# Instructions to follow:
Gather every row below that contains the word "capped", and copy each of those rows out in full.

# Data entries:
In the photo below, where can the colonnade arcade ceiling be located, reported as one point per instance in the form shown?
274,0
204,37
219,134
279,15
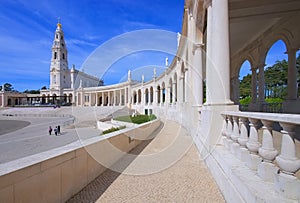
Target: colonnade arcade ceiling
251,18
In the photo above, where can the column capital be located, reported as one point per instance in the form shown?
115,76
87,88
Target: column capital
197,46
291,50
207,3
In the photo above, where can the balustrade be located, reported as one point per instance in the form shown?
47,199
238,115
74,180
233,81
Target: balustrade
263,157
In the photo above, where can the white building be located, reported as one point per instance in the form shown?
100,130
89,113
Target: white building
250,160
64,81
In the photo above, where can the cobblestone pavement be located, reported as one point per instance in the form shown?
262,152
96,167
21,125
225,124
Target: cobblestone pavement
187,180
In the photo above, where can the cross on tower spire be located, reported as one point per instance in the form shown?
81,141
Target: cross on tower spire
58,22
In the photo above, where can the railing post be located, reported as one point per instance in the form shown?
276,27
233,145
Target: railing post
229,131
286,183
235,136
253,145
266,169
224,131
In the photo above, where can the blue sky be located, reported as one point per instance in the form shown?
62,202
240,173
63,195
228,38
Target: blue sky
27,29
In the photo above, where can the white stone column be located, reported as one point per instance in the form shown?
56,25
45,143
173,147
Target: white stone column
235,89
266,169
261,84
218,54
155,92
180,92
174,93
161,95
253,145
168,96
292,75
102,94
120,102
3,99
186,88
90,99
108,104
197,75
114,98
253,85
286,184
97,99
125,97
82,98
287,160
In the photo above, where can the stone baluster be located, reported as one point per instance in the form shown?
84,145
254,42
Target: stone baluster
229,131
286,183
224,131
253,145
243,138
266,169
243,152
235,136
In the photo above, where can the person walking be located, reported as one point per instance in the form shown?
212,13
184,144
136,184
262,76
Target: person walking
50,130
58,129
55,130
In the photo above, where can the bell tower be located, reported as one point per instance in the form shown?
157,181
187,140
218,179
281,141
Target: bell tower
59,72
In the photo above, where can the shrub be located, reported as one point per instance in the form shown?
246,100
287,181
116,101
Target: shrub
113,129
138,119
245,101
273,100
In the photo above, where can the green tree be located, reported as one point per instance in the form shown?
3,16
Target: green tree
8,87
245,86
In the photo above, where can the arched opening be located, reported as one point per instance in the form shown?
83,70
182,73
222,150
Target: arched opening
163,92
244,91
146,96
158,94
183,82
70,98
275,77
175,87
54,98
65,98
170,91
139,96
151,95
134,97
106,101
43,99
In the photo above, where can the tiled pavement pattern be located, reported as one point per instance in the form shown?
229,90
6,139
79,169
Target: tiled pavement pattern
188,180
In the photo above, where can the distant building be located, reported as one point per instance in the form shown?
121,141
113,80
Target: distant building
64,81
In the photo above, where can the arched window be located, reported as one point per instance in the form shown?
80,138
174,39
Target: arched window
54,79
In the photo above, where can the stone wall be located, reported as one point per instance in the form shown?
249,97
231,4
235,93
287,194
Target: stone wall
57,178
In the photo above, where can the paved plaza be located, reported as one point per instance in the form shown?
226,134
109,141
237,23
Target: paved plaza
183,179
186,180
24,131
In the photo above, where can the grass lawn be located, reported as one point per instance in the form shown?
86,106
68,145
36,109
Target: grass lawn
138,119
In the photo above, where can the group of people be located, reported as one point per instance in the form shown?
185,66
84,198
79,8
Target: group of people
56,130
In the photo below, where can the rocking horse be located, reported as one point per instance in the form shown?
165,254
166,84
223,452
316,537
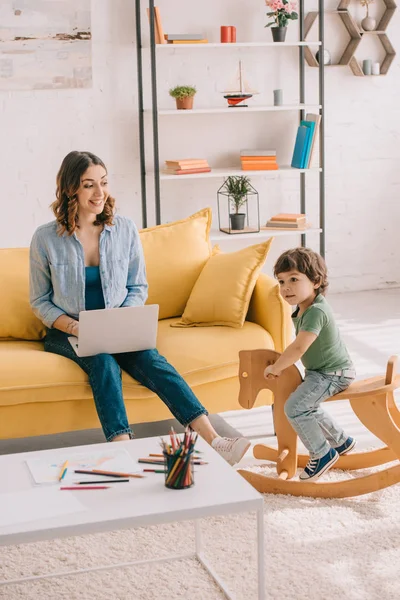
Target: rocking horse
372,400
---
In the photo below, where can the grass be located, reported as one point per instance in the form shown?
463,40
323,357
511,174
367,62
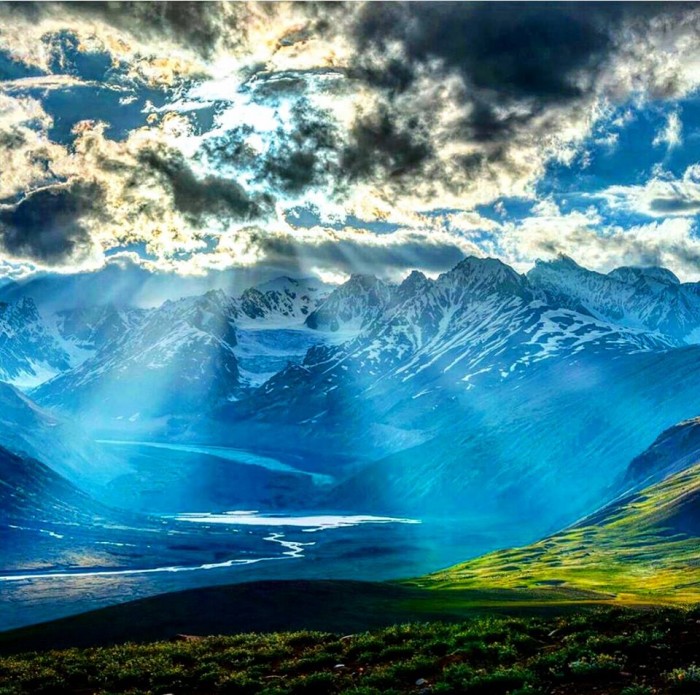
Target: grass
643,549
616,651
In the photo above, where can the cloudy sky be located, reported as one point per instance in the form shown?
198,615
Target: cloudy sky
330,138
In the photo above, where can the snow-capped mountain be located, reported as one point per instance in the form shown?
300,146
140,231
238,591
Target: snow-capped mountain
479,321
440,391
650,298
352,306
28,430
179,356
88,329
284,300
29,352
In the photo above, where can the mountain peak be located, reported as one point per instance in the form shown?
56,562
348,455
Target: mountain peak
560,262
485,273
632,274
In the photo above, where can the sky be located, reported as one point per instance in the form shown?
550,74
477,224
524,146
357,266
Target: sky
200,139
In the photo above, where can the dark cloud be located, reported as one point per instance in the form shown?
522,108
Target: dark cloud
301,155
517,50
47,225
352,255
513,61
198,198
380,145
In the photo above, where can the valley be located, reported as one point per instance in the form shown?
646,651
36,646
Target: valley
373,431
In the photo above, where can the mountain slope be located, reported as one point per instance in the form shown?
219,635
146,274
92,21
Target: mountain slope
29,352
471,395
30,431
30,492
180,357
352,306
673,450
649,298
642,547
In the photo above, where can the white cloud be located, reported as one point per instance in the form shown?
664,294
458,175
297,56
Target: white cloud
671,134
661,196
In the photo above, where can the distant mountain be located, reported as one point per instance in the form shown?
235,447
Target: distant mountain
==
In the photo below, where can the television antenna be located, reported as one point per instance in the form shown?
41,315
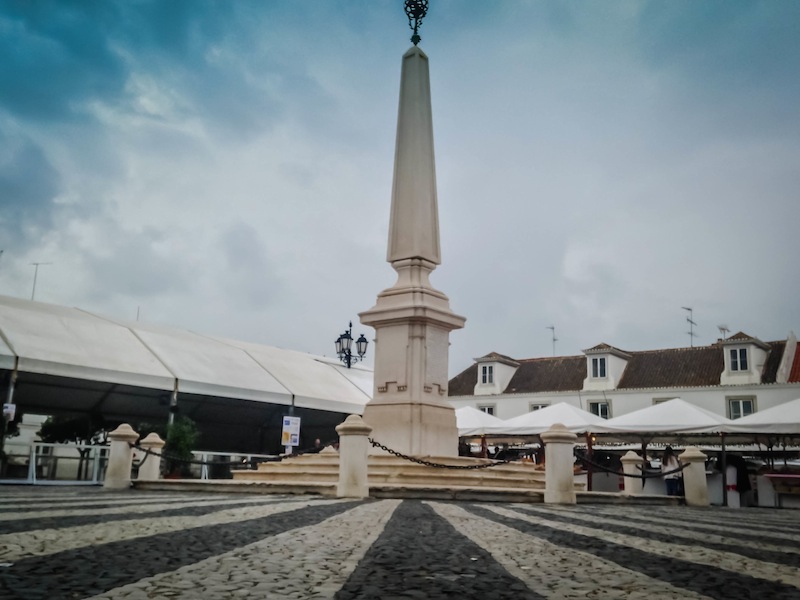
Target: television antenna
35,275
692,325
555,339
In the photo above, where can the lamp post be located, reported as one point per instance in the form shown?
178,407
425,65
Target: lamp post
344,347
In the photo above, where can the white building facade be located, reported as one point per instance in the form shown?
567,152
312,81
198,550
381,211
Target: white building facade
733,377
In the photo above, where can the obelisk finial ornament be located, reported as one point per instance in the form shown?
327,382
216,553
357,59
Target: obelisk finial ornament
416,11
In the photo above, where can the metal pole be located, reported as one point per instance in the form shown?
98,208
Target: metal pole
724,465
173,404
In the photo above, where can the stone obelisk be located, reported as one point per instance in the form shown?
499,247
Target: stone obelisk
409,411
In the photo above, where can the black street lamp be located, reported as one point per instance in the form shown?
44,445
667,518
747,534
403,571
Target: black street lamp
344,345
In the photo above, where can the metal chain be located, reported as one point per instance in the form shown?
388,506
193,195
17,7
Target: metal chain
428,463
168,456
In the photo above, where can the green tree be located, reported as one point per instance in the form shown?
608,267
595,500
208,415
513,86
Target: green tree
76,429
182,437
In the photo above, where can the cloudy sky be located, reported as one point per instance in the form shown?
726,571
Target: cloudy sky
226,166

# The output:
In the photo above, where can the snow-capped mountain be located, reported as one point per instance in the form shown?
Target: snow-capped mountain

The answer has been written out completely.